Задачи для решения —
[1] Переведите на английский язык предложение из текста о Грачотти: «Научные исследования и инициативы Грачотти являются значительным вкладом в мировую славистику в плане переосмысления роли Украины и украинской культуры в развитии Европы».
[2] Перечислите все предметы, которые, согласно тексту о Грачотти, охватывало комплексное изучение в крупной европейской школе филологии.
[3] Повторите фрагмент текста о Грачотти, который открывается словами «При кафедре славянской» и завершается словами «в развитии Европы.».

Предложенный отрывок —

Опираясь на компаративистские исследования, Грачотти выдвинул концепцию непрерывной культурной взаимосвязи Западной и Восточной Европы, культуры славянства как органической части духовного наследия европейской цивилизации, с особым акцентом на роль религиозных факторов в процессе культурного взаимодействия. Исследование Грачотти характеризует глубокая филологическая культура, масштабный взгляд на явления и, в то же время, пунктуальная их контекстуализация, интердисциплинарный подход. Грачотти — один из последних представителей крупной европейской школы филологии, видевшейся как комплексное изучение языков, литературы, текстов, истории и истории идей народов Европы в компаративистском — межславянском и межъевропейском — ключе.

При кафедре славянской филологии с 1977 г. Грачотти ввел лекции по украинскому языку, которые положили начало процессу создания кафедры украинистики (2000). Содействовал организации сотрудничества с НАНУ, в частности, проведению итальянско-украинских симпозиумов (Киев, 1994; Венеция, 1999). Научные исследования и инициативы Грачотти являются значительным вкладом в мировую славистику в плане переосмысления роли Украины и украинской культуры в развитии Европы.

В ряде украинистских исследований Грачотти поставил вопрос о древней украинской литературе как реализации уникального до сегодня «пан-европейского синтеза», ставшего неотъемлемой частью европейской культуры. Профессор Грачотти постоянно посвящает свое внимание исторической роли посредничества поликонфессиональной многоязычной Украины в диалоге между Западом и Востоком Европы, а также в преодолении дихотомии славянского мира, разделенного между «латинской» и «византийской» традициями. На социокультурных и этических проблемах Голодомора сосредоточен доклад Грачотти на симпозиуме «Смерть земли. Большой Голод в Украине 1932—1933 гг.»: «Аспект геноцида путем голода: духовный геноцид». Важной вехой в развитии украинистики в Италии стал организованный Грачотти симпозиум «Религиозная история Украины», результатом которого стало первое в Европе панорамное исследование истории украинских церквей и сегодняшней ситуации в Украине в сфере религии.

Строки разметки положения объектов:
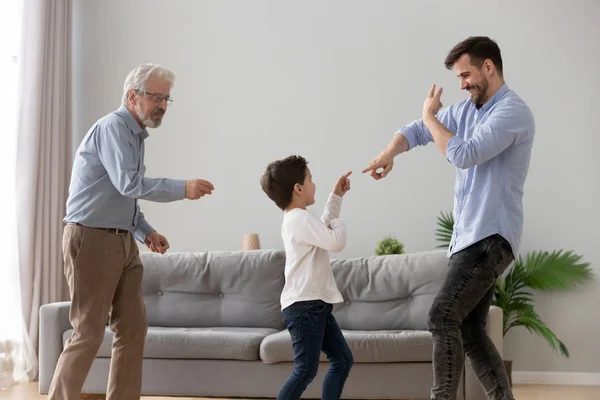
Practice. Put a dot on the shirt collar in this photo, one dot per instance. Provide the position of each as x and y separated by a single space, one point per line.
495 98
131 123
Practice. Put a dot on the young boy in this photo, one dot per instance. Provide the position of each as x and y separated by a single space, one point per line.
310 289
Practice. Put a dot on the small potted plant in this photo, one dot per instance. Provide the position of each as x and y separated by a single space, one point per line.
389 245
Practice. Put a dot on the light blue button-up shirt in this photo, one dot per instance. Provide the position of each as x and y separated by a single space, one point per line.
108 177
491 151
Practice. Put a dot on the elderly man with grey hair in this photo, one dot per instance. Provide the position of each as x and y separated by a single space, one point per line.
103 222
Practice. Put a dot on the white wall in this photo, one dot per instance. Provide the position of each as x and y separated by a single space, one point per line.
332 81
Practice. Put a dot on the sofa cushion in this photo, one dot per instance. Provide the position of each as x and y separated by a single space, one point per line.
366 346
391 292
193 343
214 289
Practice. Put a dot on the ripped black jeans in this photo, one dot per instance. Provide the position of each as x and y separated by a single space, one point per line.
457 320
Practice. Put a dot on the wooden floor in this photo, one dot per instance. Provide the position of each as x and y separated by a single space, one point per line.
522 392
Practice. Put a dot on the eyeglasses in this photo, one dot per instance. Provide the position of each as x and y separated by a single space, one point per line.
157 97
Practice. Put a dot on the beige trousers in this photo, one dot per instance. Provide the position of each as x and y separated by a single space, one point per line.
104 273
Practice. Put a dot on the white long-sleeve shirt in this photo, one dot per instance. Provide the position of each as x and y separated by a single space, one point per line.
308 241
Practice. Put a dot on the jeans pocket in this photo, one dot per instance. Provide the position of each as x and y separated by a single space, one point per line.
295 326
317 307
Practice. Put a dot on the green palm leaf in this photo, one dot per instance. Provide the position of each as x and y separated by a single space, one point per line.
553 271
529 319
539 270
445 228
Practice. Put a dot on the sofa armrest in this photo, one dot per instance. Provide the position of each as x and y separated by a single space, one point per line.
54 321
473 389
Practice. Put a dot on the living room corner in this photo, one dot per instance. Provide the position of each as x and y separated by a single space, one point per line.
331 81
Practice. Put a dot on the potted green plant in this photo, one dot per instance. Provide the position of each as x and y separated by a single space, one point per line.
539 270
389 245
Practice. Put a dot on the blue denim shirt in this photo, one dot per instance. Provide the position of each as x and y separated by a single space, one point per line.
108 177
491 151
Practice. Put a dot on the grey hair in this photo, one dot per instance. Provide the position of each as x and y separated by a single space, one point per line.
136 80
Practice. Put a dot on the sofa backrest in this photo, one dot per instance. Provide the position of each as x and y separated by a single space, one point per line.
389 292
214 289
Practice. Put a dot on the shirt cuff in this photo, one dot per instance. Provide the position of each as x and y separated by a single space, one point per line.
409 135
335 197
451 148
178 188
142 231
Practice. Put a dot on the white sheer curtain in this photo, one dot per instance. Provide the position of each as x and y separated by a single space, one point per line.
17 356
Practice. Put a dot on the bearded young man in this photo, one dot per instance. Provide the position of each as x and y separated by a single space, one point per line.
488 138
103 222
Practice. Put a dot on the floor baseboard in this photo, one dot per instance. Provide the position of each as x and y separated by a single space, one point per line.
556 378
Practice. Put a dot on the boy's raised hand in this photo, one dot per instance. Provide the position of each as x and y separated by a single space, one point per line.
342 185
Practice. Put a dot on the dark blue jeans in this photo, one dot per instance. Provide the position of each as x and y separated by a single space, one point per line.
458 316
313 329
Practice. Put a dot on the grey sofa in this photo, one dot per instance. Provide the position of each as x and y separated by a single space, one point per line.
215 327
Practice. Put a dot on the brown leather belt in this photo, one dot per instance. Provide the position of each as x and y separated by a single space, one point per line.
114 231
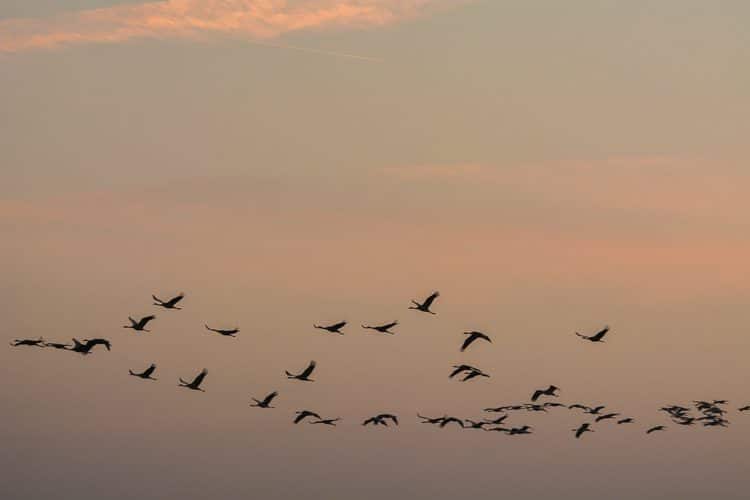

Ответы к упражнению —
[1] Graciotti's research and initiatives are a significant contribution to world Slavic studies in terms of rethinking the role of Ukraine and Ukrainian culture in the development of Europe.

[2] Языки, литература, тексты, история, история идей народов Европы.

[3]
При кафедре славянской филологии с 1977 г. Грачотти ввел лекции по украинскому языку, которые положили начало процессу создания кафедры украинистики (2000). Содействовал организации сотрудничества с НАНУ, в частности, проведению итальянско-украинских симпозиумов (Киев, 1994; Венеция, 1999). Научные исследования и инициативы Грачотти являются значительным вкладом в мировую славистику в плане переосмысления роли Украины и украинской культуры в развитии Европы.